• _Dataset content_:
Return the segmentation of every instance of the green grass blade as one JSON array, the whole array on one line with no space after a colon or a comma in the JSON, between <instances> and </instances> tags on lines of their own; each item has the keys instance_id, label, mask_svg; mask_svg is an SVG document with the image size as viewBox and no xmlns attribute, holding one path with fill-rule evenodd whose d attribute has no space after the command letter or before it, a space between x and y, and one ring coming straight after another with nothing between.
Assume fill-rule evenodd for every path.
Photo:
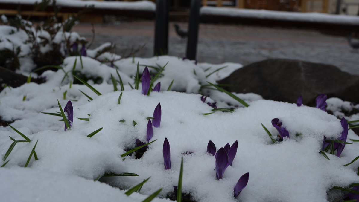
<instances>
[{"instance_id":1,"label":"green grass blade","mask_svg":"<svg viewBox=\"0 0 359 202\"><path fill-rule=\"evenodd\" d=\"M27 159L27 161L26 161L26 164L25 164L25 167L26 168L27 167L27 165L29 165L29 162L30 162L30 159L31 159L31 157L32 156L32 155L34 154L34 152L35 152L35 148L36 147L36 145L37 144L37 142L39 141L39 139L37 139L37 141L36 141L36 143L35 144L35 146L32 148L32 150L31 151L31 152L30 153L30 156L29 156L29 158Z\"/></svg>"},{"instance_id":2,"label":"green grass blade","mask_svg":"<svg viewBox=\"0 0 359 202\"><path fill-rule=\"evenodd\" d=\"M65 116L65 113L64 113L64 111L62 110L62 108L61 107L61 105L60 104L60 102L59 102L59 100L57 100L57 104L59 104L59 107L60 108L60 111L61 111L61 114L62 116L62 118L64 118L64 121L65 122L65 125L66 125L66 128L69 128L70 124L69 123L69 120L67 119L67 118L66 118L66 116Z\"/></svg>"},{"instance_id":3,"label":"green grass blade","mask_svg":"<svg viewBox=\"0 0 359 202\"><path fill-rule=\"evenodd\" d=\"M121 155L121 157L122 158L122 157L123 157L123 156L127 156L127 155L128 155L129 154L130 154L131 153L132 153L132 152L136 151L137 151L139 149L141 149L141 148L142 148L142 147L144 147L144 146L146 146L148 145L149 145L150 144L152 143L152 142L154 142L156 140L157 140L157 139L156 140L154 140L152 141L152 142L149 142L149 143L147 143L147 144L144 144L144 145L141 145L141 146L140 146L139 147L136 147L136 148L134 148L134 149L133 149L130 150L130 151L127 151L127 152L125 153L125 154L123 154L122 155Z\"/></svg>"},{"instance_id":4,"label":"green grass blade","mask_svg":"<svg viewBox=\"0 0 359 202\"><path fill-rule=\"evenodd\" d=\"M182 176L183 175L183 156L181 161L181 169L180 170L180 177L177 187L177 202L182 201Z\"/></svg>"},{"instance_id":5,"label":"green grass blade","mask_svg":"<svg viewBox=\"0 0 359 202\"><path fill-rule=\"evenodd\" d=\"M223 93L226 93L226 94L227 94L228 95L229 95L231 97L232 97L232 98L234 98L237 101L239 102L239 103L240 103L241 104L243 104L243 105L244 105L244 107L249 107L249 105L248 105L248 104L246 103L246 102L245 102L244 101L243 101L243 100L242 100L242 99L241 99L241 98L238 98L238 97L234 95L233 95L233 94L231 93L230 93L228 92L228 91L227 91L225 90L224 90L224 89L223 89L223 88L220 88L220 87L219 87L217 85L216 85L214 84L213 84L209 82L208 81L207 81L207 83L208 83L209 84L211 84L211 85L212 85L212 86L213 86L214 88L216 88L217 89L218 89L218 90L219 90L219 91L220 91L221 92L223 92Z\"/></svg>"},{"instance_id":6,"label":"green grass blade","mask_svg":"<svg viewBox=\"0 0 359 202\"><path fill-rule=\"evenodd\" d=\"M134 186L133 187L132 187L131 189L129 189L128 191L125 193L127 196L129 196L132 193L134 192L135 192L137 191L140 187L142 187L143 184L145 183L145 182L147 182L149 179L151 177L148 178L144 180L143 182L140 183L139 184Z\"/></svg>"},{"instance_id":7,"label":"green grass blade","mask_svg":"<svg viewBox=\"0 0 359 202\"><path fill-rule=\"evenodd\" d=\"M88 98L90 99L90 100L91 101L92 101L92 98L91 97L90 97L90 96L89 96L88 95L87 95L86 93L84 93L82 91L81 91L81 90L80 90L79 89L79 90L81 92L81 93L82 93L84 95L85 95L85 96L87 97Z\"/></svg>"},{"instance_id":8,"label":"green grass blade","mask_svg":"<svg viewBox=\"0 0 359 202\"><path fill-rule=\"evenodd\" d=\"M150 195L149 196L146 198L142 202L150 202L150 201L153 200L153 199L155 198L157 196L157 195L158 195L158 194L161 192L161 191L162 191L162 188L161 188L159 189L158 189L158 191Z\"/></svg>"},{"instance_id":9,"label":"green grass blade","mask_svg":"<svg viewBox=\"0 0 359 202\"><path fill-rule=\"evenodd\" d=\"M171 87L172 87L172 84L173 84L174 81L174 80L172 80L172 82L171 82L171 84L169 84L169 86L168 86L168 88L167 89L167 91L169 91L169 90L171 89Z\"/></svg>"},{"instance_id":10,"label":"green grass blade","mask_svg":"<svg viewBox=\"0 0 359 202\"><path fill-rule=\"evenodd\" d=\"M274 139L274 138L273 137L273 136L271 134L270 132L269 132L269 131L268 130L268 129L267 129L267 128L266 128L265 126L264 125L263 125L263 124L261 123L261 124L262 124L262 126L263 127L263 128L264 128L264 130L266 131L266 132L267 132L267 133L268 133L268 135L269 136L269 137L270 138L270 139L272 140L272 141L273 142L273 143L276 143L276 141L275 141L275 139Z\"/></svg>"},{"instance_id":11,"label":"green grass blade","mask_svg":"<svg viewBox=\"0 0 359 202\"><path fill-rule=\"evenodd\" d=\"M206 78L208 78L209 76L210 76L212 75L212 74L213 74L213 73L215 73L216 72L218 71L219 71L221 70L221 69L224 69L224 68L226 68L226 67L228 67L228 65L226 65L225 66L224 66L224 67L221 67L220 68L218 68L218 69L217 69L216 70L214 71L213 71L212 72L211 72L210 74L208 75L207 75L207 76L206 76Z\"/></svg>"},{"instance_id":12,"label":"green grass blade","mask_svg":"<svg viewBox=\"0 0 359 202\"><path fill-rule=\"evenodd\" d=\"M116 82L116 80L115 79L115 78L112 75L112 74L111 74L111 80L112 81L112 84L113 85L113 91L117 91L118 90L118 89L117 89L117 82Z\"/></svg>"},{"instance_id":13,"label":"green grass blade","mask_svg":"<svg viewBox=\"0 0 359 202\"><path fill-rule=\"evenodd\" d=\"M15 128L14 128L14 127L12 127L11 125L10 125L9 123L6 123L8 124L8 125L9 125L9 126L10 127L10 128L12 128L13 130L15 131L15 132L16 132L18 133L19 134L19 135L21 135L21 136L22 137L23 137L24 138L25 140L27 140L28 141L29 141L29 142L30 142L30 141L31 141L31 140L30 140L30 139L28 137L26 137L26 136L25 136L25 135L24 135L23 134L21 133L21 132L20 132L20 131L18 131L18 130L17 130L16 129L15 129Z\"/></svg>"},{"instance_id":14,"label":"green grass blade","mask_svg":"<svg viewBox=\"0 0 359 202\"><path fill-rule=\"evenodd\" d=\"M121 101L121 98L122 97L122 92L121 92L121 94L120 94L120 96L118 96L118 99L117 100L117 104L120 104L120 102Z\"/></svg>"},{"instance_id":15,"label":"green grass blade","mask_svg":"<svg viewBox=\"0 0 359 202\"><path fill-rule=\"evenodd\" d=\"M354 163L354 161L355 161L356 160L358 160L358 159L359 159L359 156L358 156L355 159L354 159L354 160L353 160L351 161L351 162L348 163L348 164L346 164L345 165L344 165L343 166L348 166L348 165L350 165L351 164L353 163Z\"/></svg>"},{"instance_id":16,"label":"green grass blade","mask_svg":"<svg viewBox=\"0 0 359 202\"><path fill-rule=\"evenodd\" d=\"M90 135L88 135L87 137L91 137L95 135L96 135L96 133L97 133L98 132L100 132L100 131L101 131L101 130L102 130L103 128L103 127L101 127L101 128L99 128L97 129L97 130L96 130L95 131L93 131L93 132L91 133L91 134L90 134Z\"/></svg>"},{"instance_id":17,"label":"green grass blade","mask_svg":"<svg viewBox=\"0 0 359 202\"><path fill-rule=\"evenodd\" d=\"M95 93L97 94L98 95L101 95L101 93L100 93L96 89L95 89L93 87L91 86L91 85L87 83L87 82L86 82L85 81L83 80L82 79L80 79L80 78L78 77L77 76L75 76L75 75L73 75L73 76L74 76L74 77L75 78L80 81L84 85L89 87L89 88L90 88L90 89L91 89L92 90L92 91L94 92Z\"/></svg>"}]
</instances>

• _What the task asks_:
In the listing above, how many lines contain the string "every" with matching case? Reply with the number alone.

• _The reply_:
2